DATA TO USE:
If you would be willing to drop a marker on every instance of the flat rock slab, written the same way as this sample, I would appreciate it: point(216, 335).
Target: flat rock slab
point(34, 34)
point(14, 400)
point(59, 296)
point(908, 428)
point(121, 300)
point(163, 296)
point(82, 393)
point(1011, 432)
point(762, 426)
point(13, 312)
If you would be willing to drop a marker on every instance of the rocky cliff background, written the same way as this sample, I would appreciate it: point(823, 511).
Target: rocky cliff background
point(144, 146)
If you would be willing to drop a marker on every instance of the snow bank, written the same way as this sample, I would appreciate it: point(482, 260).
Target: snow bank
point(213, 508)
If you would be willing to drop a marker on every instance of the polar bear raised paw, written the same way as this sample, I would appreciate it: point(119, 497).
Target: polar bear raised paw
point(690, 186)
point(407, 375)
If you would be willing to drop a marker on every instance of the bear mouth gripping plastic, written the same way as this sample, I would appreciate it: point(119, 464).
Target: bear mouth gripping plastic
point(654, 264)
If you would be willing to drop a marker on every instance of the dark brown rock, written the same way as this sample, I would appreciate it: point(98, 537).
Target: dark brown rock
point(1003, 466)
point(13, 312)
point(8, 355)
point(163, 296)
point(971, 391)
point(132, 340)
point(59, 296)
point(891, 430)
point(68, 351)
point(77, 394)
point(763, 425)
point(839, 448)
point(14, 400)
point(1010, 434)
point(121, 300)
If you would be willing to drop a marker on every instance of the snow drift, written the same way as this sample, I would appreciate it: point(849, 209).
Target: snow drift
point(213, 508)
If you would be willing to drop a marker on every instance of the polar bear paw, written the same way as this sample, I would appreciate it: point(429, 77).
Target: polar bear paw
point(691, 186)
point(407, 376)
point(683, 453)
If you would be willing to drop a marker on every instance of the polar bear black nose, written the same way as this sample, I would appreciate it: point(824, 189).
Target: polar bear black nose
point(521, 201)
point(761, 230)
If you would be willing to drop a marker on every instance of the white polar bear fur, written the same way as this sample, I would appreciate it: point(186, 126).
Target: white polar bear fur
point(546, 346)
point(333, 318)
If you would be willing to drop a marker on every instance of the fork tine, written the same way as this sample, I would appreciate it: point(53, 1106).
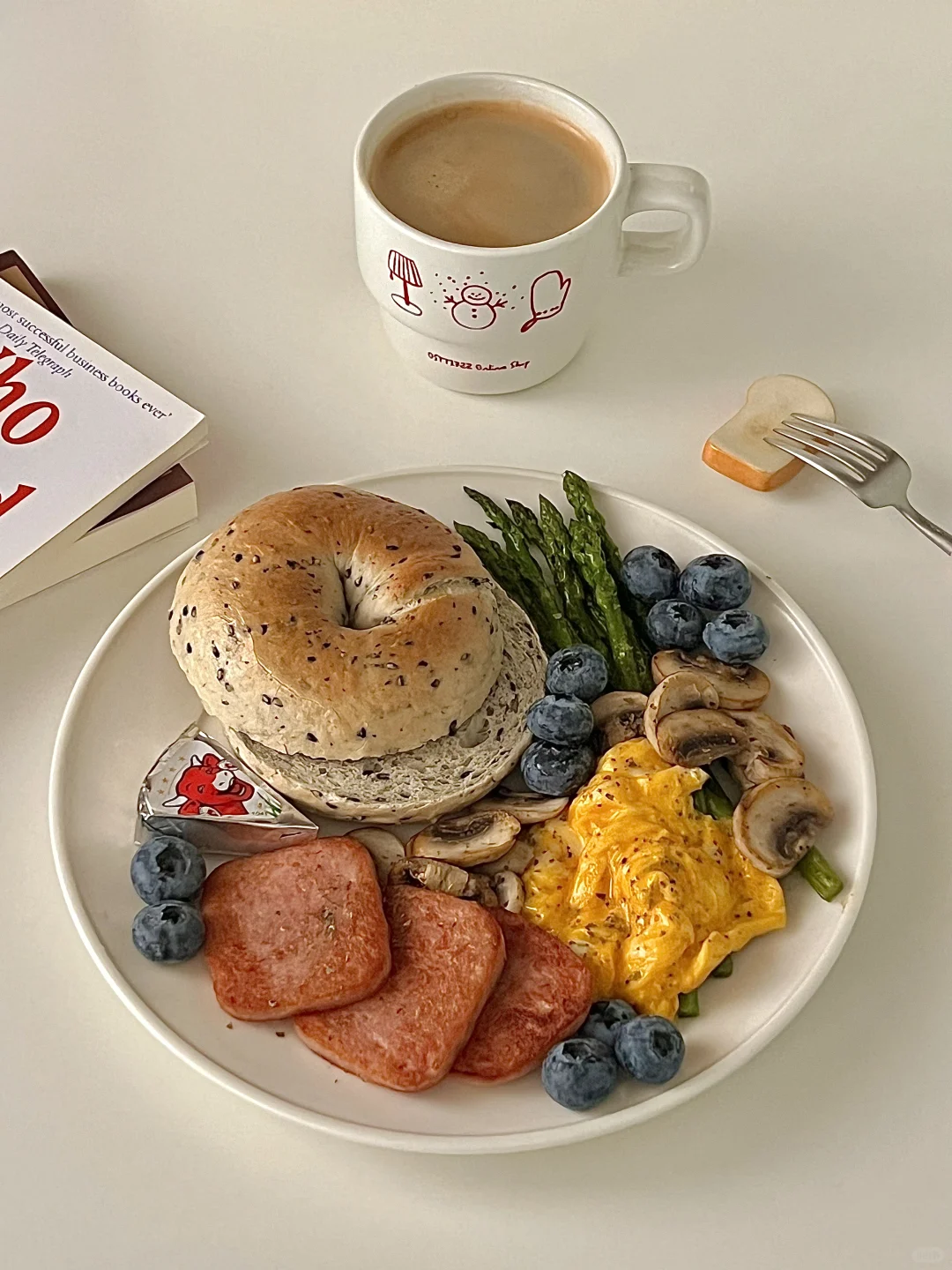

EXERCISE:
Rewrite the records from the line containing "it: point(482, 260)." down to the line containing "point(407, 375)", changing "snow bank" to "snow mound" and leaving the rest as it is. Return only those lines.

SOLUTION TO THIS PROBLEM:
If you would be willing to drop a marker on every instance of the snow mound, written the same way as this sample, I would appreciate it: point(482, 260).
Target: snow mound
point(213, 508)
If you would be willing to drop a marker on every instance of the polar bear raised paw, written the same way as this sample, I would appreciate it: point(119, 497).
Target: polar bear raised paw
point(690, 186)
point(407, 375)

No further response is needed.